Stored data entries:

################

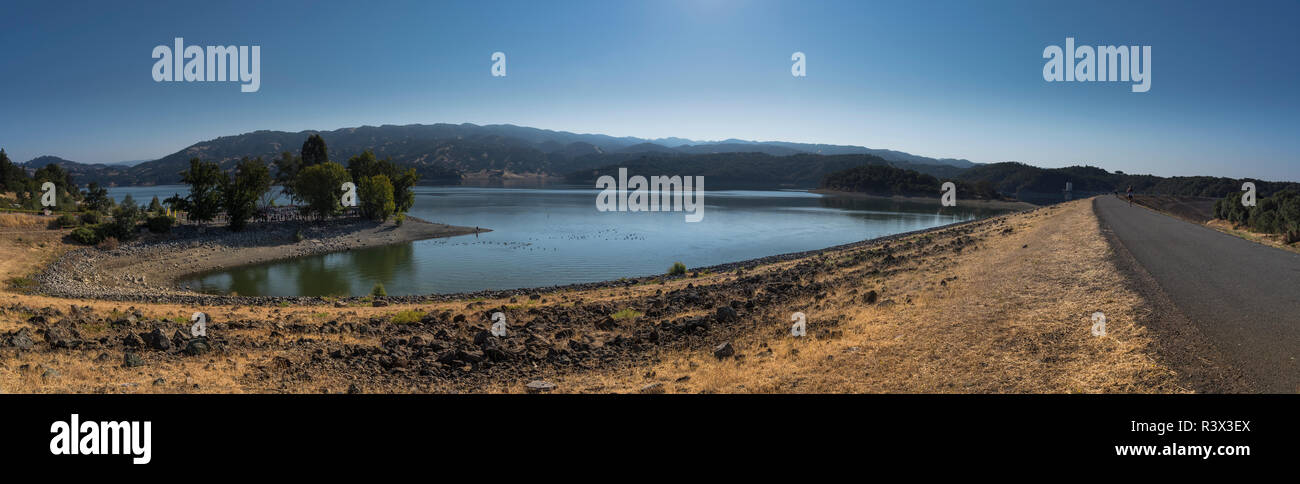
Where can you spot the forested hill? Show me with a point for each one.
(750, 169)
(1028, 182)
(443, 152)
(891, 181)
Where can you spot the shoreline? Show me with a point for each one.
(1000, 204)
(906, 312)
(189, 297)
(150, 269)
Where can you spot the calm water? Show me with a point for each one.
(555, 236)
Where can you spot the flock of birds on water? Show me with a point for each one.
(537, 243)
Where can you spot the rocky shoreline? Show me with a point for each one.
(147, 269)
(63, 277)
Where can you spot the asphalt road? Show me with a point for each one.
(1243, 295)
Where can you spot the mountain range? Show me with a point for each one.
(445, 152)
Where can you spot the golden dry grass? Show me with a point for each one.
(1017, 319)
(1009, 315)
(22, 221)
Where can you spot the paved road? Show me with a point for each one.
(1243, 295)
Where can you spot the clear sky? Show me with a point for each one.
(935, 78)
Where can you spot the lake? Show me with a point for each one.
(554, 236)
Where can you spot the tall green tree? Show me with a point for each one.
(286, 172)
(376, 194)
(126, 217)
(239, 193)
(204, 180)
(315, 151)
(96, 199)
(12, 177)
(320, 188)
(365, 165)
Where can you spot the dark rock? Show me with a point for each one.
(540, 387)
(655, 388)
(130, 340)
(726, 314)
(724, 350)
(156, 340)
(21, 340)
(130, 359)
(196, 346)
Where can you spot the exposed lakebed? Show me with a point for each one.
(555, 236)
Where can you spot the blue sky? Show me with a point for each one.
(935, 78)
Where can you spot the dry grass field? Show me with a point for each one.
(999, 306)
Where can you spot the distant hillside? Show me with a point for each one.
(752, 169)
(1034, 184)
(79, 172)
(447, 154)
(891, 181)
(445, 151)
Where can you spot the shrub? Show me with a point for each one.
(65, 220)
(85, 234)
(21, 284)
(627, 314)
(160, 224)
(376, 194)
(108, 243)
(407, 316)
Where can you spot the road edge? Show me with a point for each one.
(1179, 344)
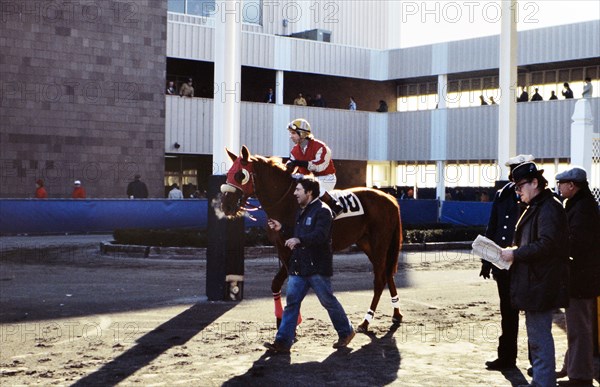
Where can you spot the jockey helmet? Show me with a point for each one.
(301, 127)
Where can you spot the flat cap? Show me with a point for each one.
(526, 170)
(576, 174)
(519, 160)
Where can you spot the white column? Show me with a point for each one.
(507, 120)
(228, 77)
(440, 191)
(442, 90)
(279, 87)
(581, 135)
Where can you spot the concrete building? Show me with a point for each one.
(103, 135)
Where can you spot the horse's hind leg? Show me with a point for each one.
(397, 316)
(378, 285)
(276, 286)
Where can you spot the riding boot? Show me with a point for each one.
(333, 204)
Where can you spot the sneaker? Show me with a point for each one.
(576, 383)
(499, 365)
(277, 347)
(341, 343)
(561, 374)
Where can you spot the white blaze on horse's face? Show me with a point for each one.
(226, 188)
(302, 196)
(295, 137)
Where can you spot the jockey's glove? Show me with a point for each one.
(296, 163)
(486, 267)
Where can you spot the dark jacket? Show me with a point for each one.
(137, 189)
(504, 216)
(584, 245)
(314, 255)
(539, 273)
(506, 210)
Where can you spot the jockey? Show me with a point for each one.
(313, 156)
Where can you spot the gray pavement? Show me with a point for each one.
(73, 316)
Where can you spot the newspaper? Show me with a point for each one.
(488, 250)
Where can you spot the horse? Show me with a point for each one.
(377, 232)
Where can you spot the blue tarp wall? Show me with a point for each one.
(51, 216)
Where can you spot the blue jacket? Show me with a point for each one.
(314, 254)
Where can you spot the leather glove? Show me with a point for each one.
(296, 163)
(486, 268)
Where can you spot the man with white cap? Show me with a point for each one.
(584, 272)
(506, 210)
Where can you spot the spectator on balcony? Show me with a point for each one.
(270, 96)
(300, 101)
(318, 101)
(524, 97)
(171, 90)
(137, 189)
(382, 107)
(567, 92)
(408, 195)
(187, 90)
(175, 192)
(536, 96)
(352, 104)
(588, 89)
(78, 190)
(40, 191)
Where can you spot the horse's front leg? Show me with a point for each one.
(276, 286)
(378, 285)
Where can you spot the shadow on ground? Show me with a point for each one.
(343, 367)
(175, 332)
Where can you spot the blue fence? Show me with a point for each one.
(30, 216)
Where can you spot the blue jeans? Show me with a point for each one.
(541, 346)
(296, 291)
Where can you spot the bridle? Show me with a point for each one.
(249, 181)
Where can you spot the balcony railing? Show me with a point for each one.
(543, 129)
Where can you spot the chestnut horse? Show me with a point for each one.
(378, 232)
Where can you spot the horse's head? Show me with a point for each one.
(239, 185)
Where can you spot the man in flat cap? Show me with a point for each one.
(584, 272)
(506, 210)
(538, 274)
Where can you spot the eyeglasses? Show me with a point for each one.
(519, 187)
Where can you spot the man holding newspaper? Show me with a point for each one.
(539, 266)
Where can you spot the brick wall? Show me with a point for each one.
(81, 95)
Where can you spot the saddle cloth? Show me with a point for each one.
(348, 200)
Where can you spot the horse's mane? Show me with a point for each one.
(274, 163)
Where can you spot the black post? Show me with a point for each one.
(225, 252)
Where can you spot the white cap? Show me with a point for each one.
(519, 160)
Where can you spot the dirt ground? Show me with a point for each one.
(72, 316)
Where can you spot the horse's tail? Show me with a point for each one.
(395, 246)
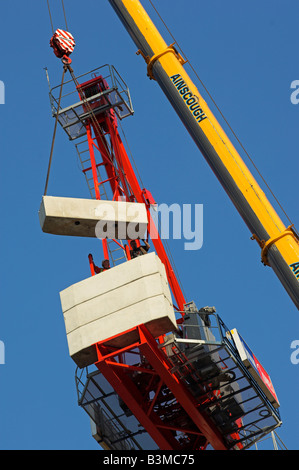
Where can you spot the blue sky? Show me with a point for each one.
(246, 53)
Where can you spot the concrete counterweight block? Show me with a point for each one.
(93, 218)
(114, 301)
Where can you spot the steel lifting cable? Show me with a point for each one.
(54, 132)
(49, 9)
(222, 115)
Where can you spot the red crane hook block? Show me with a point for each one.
(63, 43)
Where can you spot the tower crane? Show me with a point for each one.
(153, 370)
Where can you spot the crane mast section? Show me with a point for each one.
(280, 247)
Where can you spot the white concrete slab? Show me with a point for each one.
(93, 218)
(110, 303)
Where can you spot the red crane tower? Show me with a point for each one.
(183, 388)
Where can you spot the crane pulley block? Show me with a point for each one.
(63, 43)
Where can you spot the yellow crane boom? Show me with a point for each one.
(279, 244)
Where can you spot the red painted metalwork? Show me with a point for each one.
(120, 173)
(159, 400)
(155, 395)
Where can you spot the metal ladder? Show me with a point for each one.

################

## Work to be completed
Retype all of the data above word for word, excluding the pictures.

## Your response
Where can you spot the forested hill? Show me with a point for each one.
(750, 169)
(1028, 182)
(443, 152)
(891, 181)
Where can you spot the shoreline? Show me with a point for each one.
(1000, 204)
(906, 312)
(189, 297)
(150, 269)
Where can you spot the calm water? Show me with a point for each one.
(555, 236)
Where can you spot the flock of birds on water? Show me with a point for each one.
(537, 243)
Where can you spot the rocky shoreline? Show me with a point for each one.
(147, 269)
(63, 277)
Where can you spot the asphalt road? Show me with a point for each one.
(1243, 295)
Where can you spot the mountain range? Show me with a point for each one.
(445, 152)
Where can you spot the golden dry grass? Show me with a point for each one.
(1017, 319)
(1009, 315)
(22, 221)
Where can you spot the paved road? Show me with a point for each one.
(1243, 295)
Where can you spot the clear sky? Show me with a point for each one.
(935, 78)
Where can you spot the lake? Show me with a point for each one.
(554, 236)
Where can you spot the tall green tree? Show me with a point for each one.
(286, 172)
(376, 194)
(126, 217)
(239, 193)
(204, 180)
(315, 151)
(96, 199)
(12, 177)
(320, 188)
(365, 165)
Where can you spot the dark rock? Show me with a point for each one.
(540, 387)
(655, 388)
(130, 340)
(726, 314)
(724, 350)
(156, 340)
(21, 340)
(130, 359)
(196, 346)
Where can you spot the exposed lakebed? Show me with a point for each one.
(555, 236)
Where can you spot the blue sky? Show me with a point for each one.
(935, 78)
Where can you spot the dry grass field? Show me with a point for each one.
(999, 306)
Where can you spot the distant hillside? Show me with a point for each one.
(752, 169)
(1034, 184)
(79, 172)
(447, 154)
(891, 181)
(445, 151)
Where can you spot the shrub? Show me with a point for each one.
(65, 220)
(85, 234)
(21, 284)
(627, 314)
(160, 224)
(376, 194)
(108, 243)
(407, 316)
Where can you spot the road edge? Show me with a point for each one.
(1179, 344)
Where can you spot the jockey helmet? Show me with a point for each one.
(301, 127)
Where can you spot the flat cap? Show me with a point for each one.
(526, 170)
(576, 174)
(519, 160)
Where can you spot the white column? Show me with a point for each one.
(507, 120)
(228, 77)
(440, 191)
(442, 90)
(279, 87)
(581, 135)
Where can you spot the concrete building? Show me with a point for each one.
(103, 135)
Where can you spot the horse's hind leg? Show me with a point for each one.
(397, 316)
(378, 285)
(276, 286)
Where can you spot the riding boot? Show me with a point for each one.
(333, 204)
Where can you spot the sneaker? Show me with a point for each one.
(576, 383)
(499, 365)
(277, 347)
(341, 343)
(561, 374)
Where can you spot the white blaze on horse's face? Show me with a point for each one.
(226, 188)
(302, 196)
(295, 137)
Where can you spot the jockey's glove? Show me with a point for each one.
(296, 163)
(486, 267)
Where can you spot the dark jacket? Show me with a point for each one.
(137, 189)
(504, 216)
(584, 245)
(314, 255)
(539, 273)
(506, 210)
Where can you spot the jockey? Show me with a point for each one.
(313, 156)
Where can you spot the gray pavement? Show me with a point for each one.
(73, 316)
Where can you spot the newspaper? Show me with a point for each one.
(488, 250)
Where can you spot the horse? Show me with a point for each one.
(377, 232)
Where can you spot the blue tarp wall? Show me with a point for each one.
(51, 216)
Where can you spot the blue jacket? Show me with a point for each one.
(314, 254)
Where can you spot the leather glove? Show me with a point for each one.
(296, 163)
(486, 268)
Where can you spot the man with white cap? Show me with a point for each one.
(584, 272)
(506, 210)
Where can you spot the spectator on balcony? Show me with a point for each one.
(270, 96)
(300, 101)
(318, 101)
(524, 97)
(171, 90)
(137, 189)
(382, 107)
(567, 92)
(408, 195)
(187, 90)
(175, 192)
(536, 96)
(352, 104)
(588, 89)
(78, 190)
(40, 191)
Where can you spot the horse's front leg? Show me with a point for each one.
(276, 286)
(378, 285)
Where can you spot the shadow on ground? Show me with a point for each one.
(343, 367)
(175, 332)
Where can you spot the blue fence? Show me with a point for each one.
(30, 216)
Where can you spot the blue jeans? Show me with a point for each one.
(541, 346)
(296, 291)
Where can you spot the bridle? Show me with a point for each one.
(249, 181)
Where can you spot the balcony railing? Show me with a point for each one.
(543, 129)
Where can you spot the chestnut horse? Show me with a point for each one.
(378, 232)
Where can you spot the horse's head? Show me with a point for each one.
(239, 185)
Where can you spot the man in flat cap? Show me with a point for each one.
(584, 272)
(506, 210)
(538, 274)
Where can you spot the eyeglasses? Show me with a point for each one.
(519, 187)
Where can you spot the man holding newspaper? Show me with a point for each one.
(539, 266)
Where can you spot the brick wall? Show me with a point for each one.
(81, 95)
Where can you spot the saddle cloth? Show me with a point for each one.
(348, 200)
Where can you spot the horse's mane? Show me with a point for each one.
(274, 163)
Where can you spot the black post? Show me with a point for each one.
(225, 252)
Where can you spot the white cap? Show me with a point for each one.
(519, 160)
Where can you spot the dirt ground? Show me with a point for each one.
(72, 316)
Where can you spot the horse's tail? Show me with a point for each one.
(395, 246)
Where can you spot the blue sky? Show me with a point for each one.
(246, 53)
Where can you spot the concrete counterweight block? Show me with a point for each one.
(93, 218)
(114, 301)
Where can you spot the steel lifting cable? Show me with a point for each one.
(54, 132)
(49, 9)
(222, 115)
Where can you spot the red crane hook block? Show me with a point for each one.
(63, 43)
Where can you spot the tower crane? Show me with a point for each one.
(153, 370)
Where can you spot the crane mast section? Show me with a point for each one.
(280, 247)
Where can you spot the white concrete slab? Show me with a point for each one.
(93, 218)
(110, 303)
Where can you spot the red crane tower? Show me with a point for each one.
(183, 388)
Where can you spot the crane pulley block? Show me with a point for each one.
(63, 43)
Where can you spot the yellow crane boom? Show me with a point for each one.
(279, 244)
Where can you spot the red painted metalwork? Show me with a point for each one.
(120, 173)
(159, 400)
(155, 395)
Where can you spot the metal ladder? Show me with a point for each one.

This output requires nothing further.